● **Given request**
Rescale the point coordinates in the rows below by multiplying each one by 2.55 and rounding to a whole number, with halves rounded up. Write out every line again, including those without coordinates, starting at the line that has "the white wall" and stopping after the last row.

● **Raw data**
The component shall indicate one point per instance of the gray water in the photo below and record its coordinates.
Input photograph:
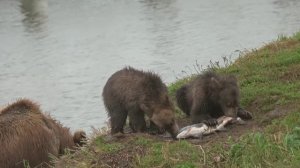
(60, 53)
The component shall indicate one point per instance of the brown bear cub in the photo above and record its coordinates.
(28, 137)
(133, 93)
(210, 96)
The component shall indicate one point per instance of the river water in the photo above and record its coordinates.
(60, 53)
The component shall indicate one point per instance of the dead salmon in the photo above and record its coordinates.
(200, 129)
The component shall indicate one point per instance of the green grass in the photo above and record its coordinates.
(171, 154)
(269, 79)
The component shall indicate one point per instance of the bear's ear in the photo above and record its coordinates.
(146, 109)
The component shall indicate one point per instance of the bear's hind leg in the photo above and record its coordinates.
(137, 121)
(118, 120)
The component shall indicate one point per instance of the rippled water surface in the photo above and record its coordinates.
(60, 53)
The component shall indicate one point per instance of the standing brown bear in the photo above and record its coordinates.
(136, 93)
(28, 137)
(210, 96)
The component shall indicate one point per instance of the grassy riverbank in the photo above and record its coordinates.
(269, 79)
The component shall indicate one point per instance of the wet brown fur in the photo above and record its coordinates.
(136, 93)
(209, 96)
(27, 134)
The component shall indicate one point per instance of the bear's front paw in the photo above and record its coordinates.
(244, 114)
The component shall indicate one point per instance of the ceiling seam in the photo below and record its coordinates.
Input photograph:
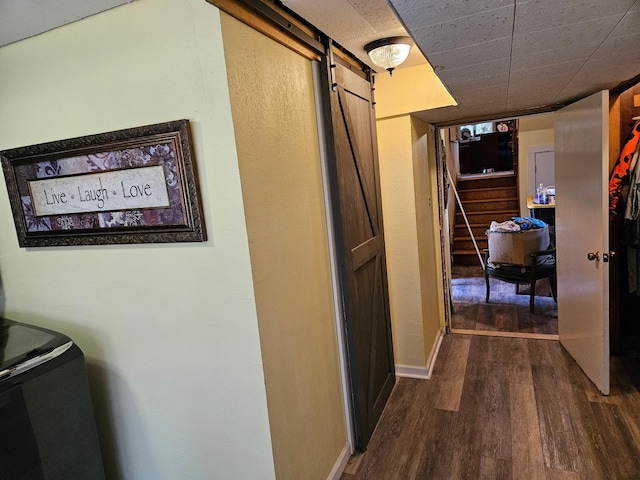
(513, 31)
(594, 51)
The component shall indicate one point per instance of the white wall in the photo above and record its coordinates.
(533, 131)
(170, 331)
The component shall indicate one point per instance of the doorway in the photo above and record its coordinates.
(507, 312)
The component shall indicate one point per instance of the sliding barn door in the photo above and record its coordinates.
(357, 209)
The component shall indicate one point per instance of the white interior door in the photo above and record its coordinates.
(582, 227)
(541, 167)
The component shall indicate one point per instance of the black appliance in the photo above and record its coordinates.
(47, 425)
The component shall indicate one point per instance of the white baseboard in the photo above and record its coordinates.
(341, 463)
(411, 371)
(433, 355)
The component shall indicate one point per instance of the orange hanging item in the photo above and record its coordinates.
(621, 170)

● **Problem solution**
The component shall indicate one point per instance of the white wall in the photo above and record its coordinates.
(1359, 334)
(434, 844)
The component shall indicate one point per instance of the doorway in the photo above and record its coordinates.
(1293, 796)
The component shall indicate one point per instance of the sliding barn door in the photo above and record its coordinates.
(910, 533)
The component shall indicate one point per instance of the white interior door in the photo above and record its coordinates.
(1484, 579)
(1380, 426)
The component shall indicate one point per instance of the black appliance in the photo above and record its coordinates.
(120, 1084)
The component shall indicate one point per instance of the white baseboard in the photo above and record its coordinates.
(870, 1181)
(1048, 946)
(1104, 905)
The component shall indicate one point per instance of the orange hanging item in the photo above and record its coordinates.
(1584, 434)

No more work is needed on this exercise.